**WHAT YOU ARE ASKED TO DO**
Substitute "pericardial tamponade" for "cardiac tamponade" in the aortic dissection abstract, and write out the passage between "Patients with PCS" and "in PCS patients.", inclusive.

**TEXT SEGMENT**
Stanford type A aortic dissection in patients with previous cardiac surgery (PCS) is a catastrophic disease. This investigation evaluates the results of a standardized integrated approach to type A dissection after PCS.

Methods.

Between 1993 and 2013, 629 patients with acute type A dissection (median age 61 [50 to 73] years, 64% males) underwent aortic repair utilizing a standardized integrated approach. Of these, 56 (9%) patients had PCS. Median follow-up was 4.1 (1.9 to 7.4) years (2,812 patient-years).

Results.

Patients with PCS were older (70 [60 to 75] vs 60 [50 to 72] years,p< 0.001), fivefold more likely to have coronary artery disease (p< 0.001), and threefold less likely to have cardiac tamponade (p< 0.001). They had higher in-hospital mortality rate (25% vs 12%,p= 0.011), similar postoperative stroke rate (4% vs 5%,p= 0.821), and lower survival (60% ± 7%, 50% ± 7%, 38% ± 8% vs 84% ± 2%, 69% ± 2%, 50% ± 3%) at 1, 5, and 10 years, respectively (log rank,p= 0.003). Among PCS patients, the lowest in-hospital mortality was in those without prior myocardial revascularization (11% vs 32%,p= 0.185). Coronary malperfusion (odds ratio, 9.47;p= 0.034) and cardiac tamponade (odds ratio, 5.01;p= 0.076) were independent in-hospital mortality risk factors in PCS patients.

Conclusions.

Standardized integrated approach to acute type A aortic dissection in PCS patients results in acceptable postoperative mortality. Previous cardiac surgery should not be a reason to deny surgical repair in patients with type A dissection.

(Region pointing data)
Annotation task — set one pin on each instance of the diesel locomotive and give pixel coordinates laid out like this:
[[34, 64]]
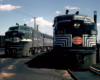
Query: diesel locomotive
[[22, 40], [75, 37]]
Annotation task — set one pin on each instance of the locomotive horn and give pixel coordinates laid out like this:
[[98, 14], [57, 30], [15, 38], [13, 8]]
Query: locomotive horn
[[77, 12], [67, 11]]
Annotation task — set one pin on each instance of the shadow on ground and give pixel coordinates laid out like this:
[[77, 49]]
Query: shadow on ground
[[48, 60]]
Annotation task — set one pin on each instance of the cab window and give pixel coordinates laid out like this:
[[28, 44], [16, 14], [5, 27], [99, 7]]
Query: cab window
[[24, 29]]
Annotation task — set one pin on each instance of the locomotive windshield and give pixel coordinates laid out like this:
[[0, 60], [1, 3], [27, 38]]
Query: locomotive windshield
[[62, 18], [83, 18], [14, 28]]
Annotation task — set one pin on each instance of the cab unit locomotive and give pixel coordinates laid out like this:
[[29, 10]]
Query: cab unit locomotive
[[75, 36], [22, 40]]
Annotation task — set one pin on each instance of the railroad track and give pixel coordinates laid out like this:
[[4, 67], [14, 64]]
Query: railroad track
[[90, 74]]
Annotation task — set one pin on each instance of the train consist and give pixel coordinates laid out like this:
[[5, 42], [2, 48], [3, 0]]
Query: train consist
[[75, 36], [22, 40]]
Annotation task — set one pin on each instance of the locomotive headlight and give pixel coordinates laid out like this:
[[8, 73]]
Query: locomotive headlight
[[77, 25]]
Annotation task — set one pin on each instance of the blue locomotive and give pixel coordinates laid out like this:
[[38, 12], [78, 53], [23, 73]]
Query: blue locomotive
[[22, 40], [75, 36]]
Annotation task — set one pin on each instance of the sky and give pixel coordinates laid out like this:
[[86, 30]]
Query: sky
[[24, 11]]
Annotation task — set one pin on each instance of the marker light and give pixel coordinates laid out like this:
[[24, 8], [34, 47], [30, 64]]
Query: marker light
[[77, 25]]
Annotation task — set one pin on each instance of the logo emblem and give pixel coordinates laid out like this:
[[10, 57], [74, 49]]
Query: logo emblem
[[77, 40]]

* * *

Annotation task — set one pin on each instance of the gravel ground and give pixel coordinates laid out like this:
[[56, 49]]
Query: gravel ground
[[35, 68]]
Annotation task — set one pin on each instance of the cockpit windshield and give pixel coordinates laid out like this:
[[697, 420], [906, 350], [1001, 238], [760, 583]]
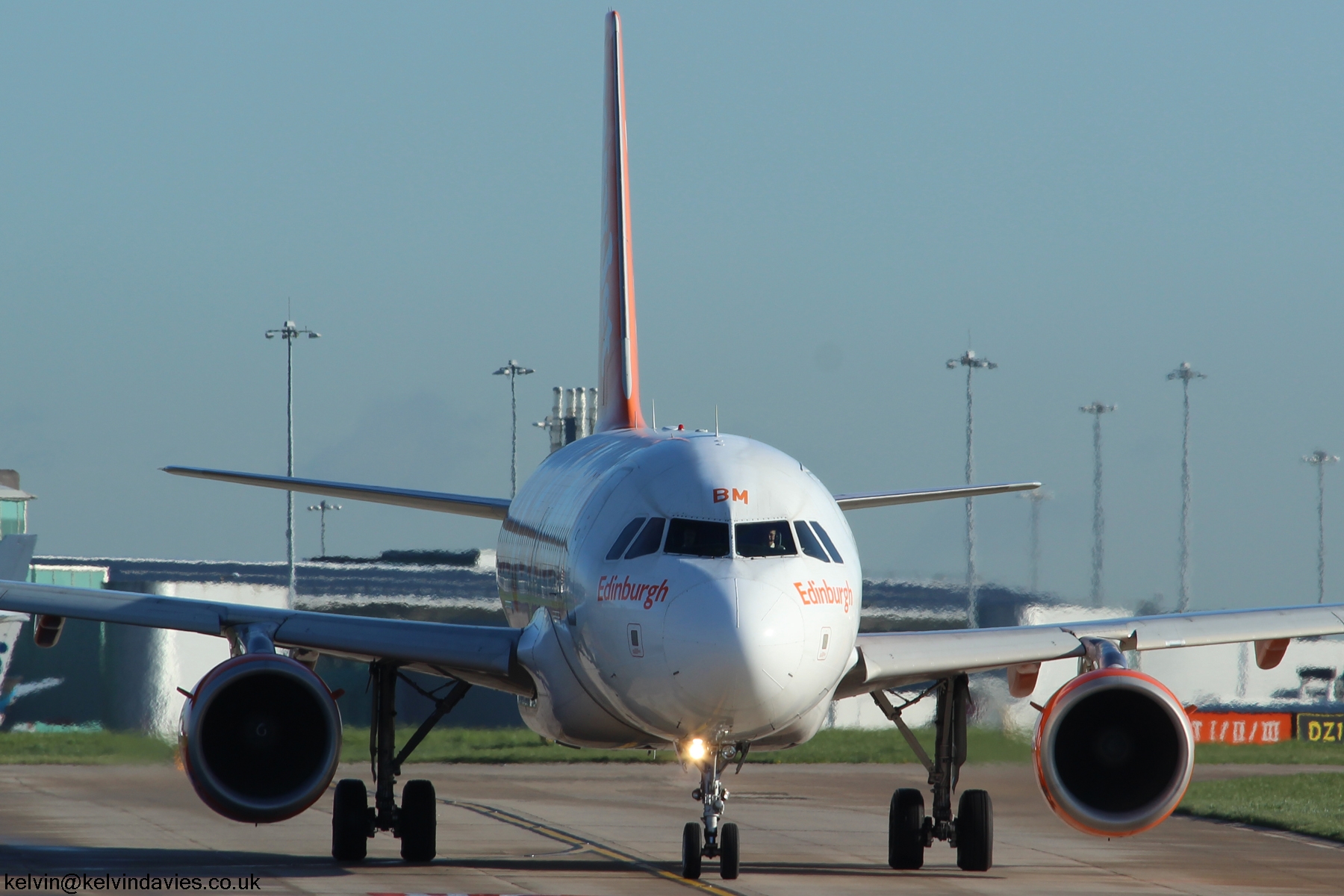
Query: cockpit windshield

* * *

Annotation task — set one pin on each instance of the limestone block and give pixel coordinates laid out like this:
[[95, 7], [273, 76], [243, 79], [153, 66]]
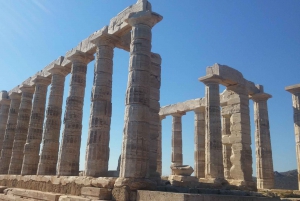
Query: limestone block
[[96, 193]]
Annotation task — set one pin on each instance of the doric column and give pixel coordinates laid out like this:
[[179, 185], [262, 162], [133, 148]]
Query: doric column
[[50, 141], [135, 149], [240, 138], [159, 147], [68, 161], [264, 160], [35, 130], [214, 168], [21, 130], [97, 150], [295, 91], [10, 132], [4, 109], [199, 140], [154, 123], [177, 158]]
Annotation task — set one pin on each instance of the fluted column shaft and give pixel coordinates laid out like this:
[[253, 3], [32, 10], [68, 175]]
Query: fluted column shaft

**ANSWER**
Patients with PCS were older (70 [60 to 75] vs 60 [50 to 72] years,p< 0.001), fivefold more likely to have coronary artery disease (p< 0.001), and threefold less likely to have pericardial tamponade (p< 0.001). They had higher in-hospital mortality rate (25% vs 12%,p= 0.011), similar postoperative stroke rate (4% vs 5%,p= 0.821), and lower survival (60% ± 7%, 50% ± 7%, 38% ± 8% vs 84% ± 2%, 69% ± 2%, 50% ± 3%) at 1, 5, and 10 years, respectively (log rank,p= 0.003). Among PCS patients, the lowest in-hospital mortality was in those without prior myocardial revascularization (11% vs 32%,p= 0.185). Coronary malperfusion (odds ratio, 9.47;p= 0.034) and pericardial tamponade (odds ratio, 5.01;p= 0.076) were independent in-hospital mortality risk factors in PCS patients.